_Requirements_
Recast every line of the listing below as a numbered list, leaving out any blank lines.

[Position annotation records]

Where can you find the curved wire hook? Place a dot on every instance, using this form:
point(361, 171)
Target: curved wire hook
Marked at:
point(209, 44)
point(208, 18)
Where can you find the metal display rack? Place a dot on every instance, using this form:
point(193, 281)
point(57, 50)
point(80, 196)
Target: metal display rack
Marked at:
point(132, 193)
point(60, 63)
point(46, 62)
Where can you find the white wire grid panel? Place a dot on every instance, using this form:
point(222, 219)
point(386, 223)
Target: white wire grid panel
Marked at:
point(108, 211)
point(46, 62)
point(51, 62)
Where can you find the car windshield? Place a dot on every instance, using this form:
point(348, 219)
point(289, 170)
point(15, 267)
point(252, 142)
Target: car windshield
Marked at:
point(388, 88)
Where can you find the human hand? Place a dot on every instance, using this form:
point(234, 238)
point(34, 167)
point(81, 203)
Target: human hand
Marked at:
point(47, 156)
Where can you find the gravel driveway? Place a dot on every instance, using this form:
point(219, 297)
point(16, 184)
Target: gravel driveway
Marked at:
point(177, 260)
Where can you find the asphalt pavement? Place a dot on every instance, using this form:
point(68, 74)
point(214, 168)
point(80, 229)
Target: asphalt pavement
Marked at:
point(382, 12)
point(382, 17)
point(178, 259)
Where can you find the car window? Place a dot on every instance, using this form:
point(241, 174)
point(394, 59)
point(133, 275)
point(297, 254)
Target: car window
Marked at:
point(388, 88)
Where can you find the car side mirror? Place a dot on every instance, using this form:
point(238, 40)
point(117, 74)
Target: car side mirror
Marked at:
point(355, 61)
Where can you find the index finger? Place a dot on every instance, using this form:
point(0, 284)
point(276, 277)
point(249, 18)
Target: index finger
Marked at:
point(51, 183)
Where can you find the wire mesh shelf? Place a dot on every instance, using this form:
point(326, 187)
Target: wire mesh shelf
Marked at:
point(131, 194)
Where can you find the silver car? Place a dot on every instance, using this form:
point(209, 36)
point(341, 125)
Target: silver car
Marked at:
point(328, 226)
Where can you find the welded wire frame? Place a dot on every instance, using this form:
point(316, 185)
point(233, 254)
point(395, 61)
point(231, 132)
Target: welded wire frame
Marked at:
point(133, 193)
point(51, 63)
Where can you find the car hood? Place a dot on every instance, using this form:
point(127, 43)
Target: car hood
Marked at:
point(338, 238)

_Written answer_
1. Where can you find the curved wire hook? Place a dot on every instance, using this form:
2. point(361, 171)
3. Target: curved wire hook
4. Marked at:
5. point(209, 44)
6. point(208, 18)
7. Where can you find the metal display rack? Place a dot on every instance, using this form:
8. point(193, 281)
9. point(57, 50)
10. point(80, 196)
11. Target: metal display rack
12. Marked at:
13. point(132, 193)
14. point(60, 63)
15. point(46, 62)
16. Where can you find the white wire grid panel? Place a dot on every instance, using this form:
17. point(222, 219)
18. point(386, 223)
19. Target: white wire grid panel
20. Marked at:
21. point(108, 211)
22. point(46, 62)
23. point(51, 62)
24. Where can you find the car windshield? Place a dot on every instance, using this form:
25. point(348, 219)
26. point(289, 170)
27. point(15, 267)
28. point(252, 142)
29. Target: car windshield
30. Marked at:
31. point(388, 88)
32. Where can you find the human hand? Place a dot on every instance, using this form:
33. point(234, 238)
34. point(34, 167)
35. point(81, 203)
36. Target: human hand
37. Marked at:
38. point(47, 156)
39. Where can you find the gravel driveway? Place a dot on every instance, using this form:
40. point(219, 297)
41. point(16, 184)
42. Target: gravel driveway
43. Marked at:
44. point(177, 260)
45. Where can you find the asphalt pavement? Place a dot on every instance, using this form:
46. point(68, 74)
47. point(214, 168)
48. point(80, 229)
49. Target: asphalt pavement
50. Marked at:
51. point(382, 12)
52. point(382, 17)
53. point(178, 259)
54. Where can you find the car window? Place a dot on every instance, using this form:
55. point(241, 174)
56. point(394, 59)
57. point(133, 275)
58. point(297, 254)
59. Target: car window
60. Marked at:
61. point(388, 88)
62. Where can you find the car side mirror? Place a dot on every instance, using this form:
63. point(238, 40)
64. point(117, 74)
65. Target: car side mirror
66. Marked at:
67. point(355, 61)
68. Where can you find the index finger? Place a dot on every instance, using this form:
69. point(0, 284)
70. point(276, 277)
71. point(249, 18)
72. Target: index finger
73. Marked at:
74. point(51, 183)
75. Where can you find the wire mesh shelf? Place a dot on every instance, using this form:
76. point(326, 187)
77. Target: wire mesh shelf
78. Marked at:
79. point(131, 194)
80. Where can you find the silver car? Place a dot on every instance, using this form:
81. point(209, 36)
82. point(341, 125)
83. Target: silver car
84. Marked at:
85. point(328, 226)
86. Where can you find the welded wire frame? Place a dot on every instance, using this form:
87. point(316, 185)
88. point(233, 254)
89. point(395, 61)
90. point(231, 132)
91. Target: welded wire frame
92. Marked at:
93. point(133, 193)
94. point(51, 63)
95. Where can you find the car hood? Place a dot on every instance, using this form:
96. point(127, 43)
97. Target: car hood
98. Marked at:
99. point(338, 238)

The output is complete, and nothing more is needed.